**Problem set**
• 1. Rewrite the stretch of the bank lending article from "From next year, the" through "extend more loans.", swapping "liquidity" for "funding position".
• 2. Put the stretch of the records from the line that contains "Q: Can you provide the bounding box of the blue ceramic" through the line that contains "[310,483,324,512]" into a numbered list, leaving out blank lines.

**Reading passage**
_ _ _

The outstanding balance in SME loans at the country’s five major lenders – KB Kookmin, Shinhan, KEB Hana, Woori, and NH Nonghyup – stood at 434.05 trillion won as of the end of August, up 29.03 trillion won from a year ago, according to financial industry sources on Sunday.

In contrast, loan balance for large corporate decreased to 73.75 trillion won from 75.55 trillion won.

Market analysts attributed the surge in banks’ SME loans to the country’s new loan-to-deposit ratio (LDR) rule, requiring lenders to increase loans to companies and reduce the share of consumer loans.

From next year, the weight of corporate lending in a bank’s LDR ratio will be raised by 15 percentage points, while cutting that much share of household loans.

LDR is a gauge of a bank’s liquidity by comparing its total loans to its total deposits, and the typical ideal LDR ratio is from 80 percent to 90 percent. The financial authority regulates new loans by banks if their ratio goes beyond 100 percent.

As of the end of June, Shinhan registered LDR ratio of 97.0 percent, KB Kookmin 97.7 percent, Woori 96.9 percent, and KEB Hana 97.3 percent. To contain the loan ratio under 100 percent, they need to expand either deposits or business loans. Given the cheap rate, lenders prefer to extend more loans.

Still, interest income did not increase that much from the surge in loans.

Net interest margin of KB Kookmin, Shinhan, KEB Hana, and Woori ranged from 1.49 percent to 1.70 percent in April-June period this year, falling up to 0.03 percentage points from the previous quarter.

Net interest margin, the difference between interests paid on deposits and earned on loans, is the key measure of a bank’s profitability.

_ _ _

Records

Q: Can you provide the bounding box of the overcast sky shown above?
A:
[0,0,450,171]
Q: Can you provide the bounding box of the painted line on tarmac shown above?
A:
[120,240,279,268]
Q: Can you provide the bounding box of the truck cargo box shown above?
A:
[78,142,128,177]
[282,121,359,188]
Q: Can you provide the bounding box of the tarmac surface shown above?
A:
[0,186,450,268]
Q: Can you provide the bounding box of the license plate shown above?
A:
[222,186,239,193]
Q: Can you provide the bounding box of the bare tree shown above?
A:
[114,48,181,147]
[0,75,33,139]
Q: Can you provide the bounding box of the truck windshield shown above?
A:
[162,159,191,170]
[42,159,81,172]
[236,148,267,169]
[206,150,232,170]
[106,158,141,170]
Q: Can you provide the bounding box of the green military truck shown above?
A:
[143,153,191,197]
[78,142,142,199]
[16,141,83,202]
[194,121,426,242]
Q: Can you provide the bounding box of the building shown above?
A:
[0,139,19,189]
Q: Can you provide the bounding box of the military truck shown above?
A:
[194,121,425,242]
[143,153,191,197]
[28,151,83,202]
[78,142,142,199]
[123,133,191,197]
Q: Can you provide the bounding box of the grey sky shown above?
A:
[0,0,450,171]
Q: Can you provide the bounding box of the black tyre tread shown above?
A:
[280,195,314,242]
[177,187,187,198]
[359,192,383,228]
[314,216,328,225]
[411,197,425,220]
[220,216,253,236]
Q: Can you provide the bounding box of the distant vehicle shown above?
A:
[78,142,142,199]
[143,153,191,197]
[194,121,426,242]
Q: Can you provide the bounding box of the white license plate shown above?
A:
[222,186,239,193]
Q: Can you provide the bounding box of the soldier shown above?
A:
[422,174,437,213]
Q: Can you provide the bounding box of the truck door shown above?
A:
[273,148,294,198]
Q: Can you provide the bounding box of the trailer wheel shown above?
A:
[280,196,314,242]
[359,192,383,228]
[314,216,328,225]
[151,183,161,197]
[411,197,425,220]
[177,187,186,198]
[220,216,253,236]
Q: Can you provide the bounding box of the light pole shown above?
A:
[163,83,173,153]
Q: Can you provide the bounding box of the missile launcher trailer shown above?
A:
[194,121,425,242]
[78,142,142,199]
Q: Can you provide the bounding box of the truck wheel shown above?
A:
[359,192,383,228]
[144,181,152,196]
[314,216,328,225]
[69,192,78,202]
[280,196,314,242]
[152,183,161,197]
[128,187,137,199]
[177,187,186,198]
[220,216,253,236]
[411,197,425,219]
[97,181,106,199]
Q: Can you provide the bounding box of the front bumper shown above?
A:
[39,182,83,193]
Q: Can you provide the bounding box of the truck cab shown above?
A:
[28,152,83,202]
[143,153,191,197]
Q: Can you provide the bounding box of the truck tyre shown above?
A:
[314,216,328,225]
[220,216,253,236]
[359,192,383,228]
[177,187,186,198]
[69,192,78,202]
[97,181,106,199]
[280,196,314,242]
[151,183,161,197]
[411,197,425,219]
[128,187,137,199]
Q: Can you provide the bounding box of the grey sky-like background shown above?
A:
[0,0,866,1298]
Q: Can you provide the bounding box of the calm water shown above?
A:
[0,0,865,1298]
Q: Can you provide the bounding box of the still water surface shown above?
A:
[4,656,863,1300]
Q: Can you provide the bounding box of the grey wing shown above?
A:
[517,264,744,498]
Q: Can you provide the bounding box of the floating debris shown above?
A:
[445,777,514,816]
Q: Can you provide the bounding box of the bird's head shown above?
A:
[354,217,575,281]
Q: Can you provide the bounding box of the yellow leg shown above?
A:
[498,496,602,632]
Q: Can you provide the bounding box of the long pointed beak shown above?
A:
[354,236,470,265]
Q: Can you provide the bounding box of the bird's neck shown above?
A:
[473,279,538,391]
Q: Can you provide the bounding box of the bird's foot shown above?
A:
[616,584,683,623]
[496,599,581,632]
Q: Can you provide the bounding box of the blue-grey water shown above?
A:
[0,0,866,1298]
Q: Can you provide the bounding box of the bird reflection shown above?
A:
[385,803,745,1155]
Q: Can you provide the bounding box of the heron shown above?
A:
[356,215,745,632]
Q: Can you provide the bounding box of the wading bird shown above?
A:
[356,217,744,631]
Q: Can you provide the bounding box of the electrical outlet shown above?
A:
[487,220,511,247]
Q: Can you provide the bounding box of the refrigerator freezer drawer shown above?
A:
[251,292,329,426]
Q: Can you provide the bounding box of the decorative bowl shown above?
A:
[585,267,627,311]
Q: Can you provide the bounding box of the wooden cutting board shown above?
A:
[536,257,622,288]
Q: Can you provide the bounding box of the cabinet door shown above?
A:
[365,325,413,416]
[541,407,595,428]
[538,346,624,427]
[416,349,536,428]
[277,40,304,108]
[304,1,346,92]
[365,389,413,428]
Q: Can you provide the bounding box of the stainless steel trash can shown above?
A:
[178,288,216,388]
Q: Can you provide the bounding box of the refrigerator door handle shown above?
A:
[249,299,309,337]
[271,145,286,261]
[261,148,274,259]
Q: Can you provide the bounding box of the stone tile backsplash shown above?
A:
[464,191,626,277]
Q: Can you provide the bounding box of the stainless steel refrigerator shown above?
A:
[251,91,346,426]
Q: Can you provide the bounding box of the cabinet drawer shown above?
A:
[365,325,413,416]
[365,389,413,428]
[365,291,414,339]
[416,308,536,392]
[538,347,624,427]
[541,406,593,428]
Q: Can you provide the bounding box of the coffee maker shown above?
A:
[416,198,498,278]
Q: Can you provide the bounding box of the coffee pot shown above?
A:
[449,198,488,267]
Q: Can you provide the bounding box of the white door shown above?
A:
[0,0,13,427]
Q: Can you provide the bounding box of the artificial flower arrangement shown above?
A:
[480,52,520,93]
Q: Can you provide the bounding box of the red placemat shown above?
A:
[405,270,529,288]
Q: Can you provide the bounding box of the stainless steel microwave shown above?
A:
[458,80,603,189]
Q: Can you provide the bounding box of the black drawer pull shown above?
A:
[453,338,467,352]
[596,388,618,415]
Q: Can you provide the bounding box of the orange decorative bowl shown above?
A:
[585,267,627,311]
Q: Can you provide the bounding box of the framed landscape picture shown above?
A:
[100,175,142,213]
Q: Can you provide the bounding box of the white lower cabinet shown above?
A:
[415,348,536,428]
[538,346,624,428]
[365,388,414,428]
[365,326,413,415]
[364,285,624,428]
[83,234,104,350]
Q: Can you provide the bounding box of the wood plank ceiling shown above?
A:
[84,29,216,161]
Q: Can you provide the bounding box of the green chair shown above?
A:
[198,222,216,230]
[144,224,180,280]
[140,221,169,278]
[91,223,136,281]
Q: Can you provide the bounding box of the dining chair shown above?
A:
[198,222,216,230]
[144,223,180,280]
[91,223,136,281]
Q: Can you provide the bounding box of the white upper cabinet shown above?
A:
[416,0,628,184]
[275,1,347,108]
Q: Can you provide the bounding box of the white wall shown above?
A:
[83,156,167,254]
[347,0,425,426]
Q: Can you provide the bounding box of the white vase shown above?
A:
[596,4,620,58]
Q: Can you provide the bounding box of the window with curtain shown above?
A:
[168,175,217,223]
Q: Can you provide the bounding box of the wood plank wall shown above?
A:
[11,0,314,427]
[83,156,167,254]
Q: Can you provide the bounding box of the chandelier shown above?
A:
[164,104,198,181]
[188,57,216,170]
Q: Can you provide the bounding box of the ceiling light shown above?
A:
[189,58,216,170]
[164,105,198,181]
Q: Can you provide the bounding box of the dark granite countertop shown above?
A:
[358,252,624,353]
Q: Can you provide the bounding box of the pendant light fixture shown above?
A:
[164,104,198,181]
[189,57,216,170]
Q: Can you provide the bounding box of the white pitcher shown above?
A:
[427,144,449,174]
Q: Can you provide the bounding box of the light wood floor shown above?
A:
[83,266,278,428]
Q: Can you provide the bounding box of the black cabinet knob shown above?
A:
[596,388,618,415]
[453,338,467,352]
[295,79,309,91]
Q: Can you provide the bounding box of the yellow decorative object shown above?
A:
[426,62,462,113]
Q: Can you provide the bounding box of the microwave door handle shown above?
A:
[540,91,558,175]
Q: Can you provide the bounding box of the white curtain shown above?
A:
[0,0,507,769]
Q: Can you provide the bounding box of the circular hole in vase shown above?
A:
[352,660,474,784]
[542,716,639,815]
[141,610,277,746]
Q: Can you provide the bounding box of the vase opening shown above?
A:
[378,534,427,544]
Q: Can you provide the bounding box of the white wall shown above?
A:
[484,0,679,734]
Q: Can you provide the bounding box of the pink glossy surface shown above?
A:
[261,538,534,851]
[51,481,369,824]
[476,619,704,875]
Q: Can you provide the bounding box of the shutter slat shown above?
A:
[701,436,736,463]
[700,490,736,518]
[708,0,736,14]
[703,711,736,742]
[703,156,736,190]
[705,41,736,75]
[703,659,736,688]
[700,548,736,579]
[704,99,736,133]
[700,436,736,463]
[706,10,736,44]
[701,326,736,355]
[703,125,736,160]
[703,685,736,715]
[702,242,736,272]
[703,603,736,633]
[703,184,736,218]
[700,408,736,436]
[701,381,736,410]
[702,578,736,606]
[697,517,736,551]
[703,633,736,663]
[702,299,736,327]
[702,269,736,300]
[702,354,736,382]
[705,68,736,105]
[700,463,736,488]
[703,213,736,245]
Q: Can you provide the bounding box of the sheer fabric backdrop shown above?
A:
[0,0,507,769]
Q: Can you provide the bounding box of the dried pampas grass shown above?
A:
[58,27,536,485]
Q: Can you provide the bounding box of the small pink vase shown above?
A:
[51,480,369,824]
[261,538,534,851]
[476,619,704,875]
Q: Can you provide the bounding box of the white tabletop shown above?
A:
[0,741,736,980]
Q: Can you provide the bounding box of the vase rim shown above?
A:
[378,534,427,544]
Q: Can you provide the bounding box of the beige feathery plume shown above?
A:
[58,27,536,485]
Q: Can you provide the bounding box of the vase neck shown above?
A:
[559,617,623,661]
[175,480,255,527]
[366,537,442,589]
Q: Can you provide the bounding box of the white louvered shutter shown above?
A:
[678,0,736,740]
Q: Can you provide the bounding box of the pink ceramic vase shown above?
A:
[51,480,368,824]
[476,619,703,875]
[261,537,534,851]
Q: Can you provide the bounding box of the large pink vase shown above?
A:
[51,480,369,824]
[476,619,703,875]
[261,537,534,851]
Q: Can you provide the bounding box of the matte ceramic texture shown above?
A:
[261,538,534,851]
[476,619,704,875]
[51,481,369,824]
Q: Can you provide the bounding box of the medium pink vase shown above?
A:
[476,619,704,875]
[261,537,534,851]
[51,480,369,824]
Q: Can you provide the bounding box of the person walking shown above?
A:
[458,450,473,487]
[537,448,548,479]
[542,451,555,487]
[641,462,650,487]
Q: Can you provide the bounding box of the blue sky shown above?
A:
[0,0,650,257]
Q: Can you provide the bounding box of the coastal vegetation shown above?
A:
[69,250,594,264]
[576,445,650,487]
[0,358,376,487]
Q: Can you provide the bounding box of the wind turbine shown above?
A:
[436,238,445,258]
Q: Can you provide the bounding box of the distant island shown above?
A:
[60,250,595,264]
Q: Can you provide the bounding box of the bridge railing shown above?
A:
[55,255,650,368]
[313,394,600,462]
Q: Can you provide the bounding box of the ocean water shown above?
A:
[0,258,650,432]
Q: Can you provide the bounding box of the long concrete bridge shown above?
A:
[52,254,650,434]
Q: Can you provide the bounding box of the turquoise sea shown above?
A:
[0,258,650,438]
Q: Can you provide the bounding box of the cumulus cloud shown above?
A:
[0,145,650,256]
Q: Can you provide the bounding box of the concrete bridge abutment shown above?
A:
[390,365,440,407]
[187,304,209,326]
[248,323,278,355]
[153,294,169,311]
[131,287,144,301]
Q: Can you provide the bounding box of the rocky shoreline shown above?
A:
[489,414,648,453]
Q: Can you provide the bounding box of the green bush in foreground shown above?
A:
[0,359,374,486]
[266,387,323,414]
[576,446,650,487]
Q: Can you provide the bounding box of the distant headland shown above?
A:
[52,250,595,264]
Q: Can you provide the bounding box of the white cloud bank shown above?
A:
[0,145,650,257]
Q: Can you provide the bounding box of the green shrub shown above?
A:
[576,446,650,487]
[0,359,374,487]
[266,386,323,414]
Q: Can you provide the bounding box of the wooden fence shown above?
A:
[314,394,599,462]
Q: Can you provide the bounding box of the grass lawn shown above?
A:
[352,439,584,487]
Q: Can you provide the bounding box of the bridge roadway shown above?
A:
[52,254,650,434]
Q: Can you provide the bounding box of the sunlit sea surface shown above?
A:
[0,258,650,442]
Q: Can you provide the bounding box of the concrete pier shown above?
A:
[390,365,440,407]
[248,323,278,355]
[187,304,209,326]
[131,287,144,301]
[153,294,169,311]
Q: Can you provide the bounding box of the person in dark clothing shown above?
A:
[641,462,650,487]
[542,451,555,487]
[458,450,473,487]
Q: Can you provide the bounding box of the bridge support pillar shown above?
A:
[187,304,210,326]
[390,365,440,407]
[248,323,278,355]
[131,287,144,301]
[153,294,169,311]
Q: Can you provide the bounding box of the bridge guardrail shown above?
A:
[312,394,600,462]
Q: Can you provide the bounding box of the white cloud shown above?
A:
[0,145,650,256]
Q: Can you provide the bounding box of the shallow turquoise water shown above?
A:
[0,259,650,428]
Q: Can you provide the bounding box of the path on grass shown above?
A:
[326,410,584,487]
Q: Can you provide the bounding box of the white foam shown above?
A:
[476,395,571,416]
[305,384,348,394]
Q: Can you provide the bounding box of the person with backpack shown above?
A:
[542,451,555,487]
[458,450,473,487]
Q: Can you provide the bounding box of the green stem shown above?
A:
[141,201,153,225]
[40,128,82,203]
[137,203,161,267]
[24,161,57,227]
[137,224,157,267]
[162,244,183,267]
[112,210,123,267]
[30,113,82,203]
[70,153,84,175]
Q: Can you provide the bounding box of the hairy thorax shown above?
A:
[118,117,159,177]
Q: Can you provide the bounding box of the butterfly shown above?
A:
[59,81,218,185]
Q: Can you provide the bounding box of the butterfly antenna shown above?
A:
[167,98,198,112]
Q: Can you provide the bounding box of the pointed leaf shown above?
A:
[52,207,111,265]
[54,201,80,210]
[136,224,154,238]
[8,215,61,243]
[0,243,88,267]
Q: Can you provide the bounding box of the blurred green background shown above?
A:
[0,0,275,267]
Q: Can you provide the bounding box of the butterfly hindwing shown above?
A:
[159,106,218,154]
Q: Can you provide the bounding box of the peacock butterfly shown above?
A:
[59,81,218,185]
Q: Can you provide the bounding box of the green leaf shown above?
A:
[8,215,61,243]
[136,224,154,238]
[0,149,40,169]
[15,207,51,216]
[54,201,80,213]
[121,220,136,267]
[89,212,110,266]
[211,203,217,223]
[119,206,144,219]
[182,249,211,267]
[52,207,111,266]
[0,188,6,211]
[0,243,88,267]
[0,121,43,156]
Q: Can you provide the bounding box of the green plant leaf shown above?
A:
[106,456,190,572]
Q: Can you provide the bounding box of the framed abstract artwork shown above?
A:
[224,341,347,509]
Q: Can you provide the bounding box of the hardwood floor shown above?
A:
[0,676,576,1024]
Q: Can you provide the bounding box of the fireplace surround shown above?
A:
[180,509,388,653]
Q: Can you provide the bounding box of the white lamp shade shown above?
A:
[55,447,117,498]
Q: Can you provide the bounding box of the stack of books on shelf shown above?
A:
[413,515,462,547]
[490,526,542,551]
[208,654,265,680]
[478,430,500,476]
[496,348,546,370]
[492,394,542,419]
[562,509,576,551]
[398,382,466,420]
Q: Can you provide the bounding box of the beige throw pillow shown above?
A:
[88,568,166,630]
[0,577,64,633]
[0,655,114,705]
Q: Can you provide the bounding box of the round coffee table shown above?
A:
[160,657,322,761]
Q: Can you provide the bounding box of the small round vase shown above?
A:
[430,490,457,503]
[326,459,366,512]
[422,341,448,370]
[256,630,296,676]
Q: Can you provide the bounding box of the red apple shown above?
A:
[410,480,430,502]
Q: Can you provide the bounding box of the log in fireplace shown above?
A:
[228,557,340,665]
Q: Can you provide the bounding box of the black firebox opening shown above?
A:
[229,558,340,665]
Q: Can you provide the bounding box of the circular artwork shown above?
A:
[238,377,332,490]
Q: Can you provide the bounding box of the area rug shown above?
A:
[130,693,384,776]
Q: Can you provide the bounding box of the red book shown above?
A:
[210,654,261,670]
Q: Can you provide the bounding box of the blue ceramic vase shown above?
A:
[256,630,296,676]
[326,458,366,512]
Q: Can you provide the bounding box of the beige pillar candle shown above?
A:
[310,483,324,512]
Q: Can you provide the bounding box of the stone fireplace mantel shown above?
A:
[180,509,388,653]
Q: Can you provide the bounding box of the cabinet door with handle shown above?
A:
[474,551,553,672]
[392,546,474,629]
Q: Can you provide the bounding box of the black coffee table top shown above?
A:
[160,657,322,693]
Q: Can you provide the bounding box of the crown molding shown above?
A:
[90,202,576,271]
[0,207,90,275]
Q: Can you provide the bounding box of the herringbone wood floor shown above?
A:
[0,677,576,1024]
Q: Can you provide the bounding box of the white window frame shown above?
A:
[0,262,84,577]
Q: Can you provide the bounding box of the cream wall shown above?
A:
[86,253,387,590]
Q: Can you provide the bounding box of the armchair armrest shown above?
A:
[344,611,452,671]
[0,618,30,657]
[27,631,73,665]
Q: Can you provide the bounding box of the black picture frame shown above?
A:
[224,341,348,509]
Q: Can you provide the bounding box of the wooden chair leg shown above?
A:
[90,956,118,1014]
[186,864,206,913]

_ _ _

**Results of the tasks**
• 1.
From next year, the weight of corporate lending in a bank’s LDR ratio will be raised by 15 percentage points, while cutting that much share of household loans.

LDR is a gauge of a bank’s funding position by comparing its total loans to its total deposits, and the typical ideal LDR ratio is from 80 percent to 90 percent. The financial authority regulates new loans by banks if their ratio goes beyond 100 percent.

As of the end of June, Shinhan registered LDR ratio of 97.0 percent, KB Kookmin 97.7 percent, Woori 96.9 percent, and KEB Hana 97.3 percent. To contain the loan ratio under 100 percent, they need to expand either deposits or business loans. Given the cheap rate, lenders prefer to extend more loans.

• 2.
1. Q: Can you provide the bounding box of the blue ceramic vase shown above?
2. A:
3. [256,630,296,676]
4. [326,458,366,512]
5. Q: Can you provide the bounding box of the beige pillar candle shown above?
6. A:
7. [310,483,324,512]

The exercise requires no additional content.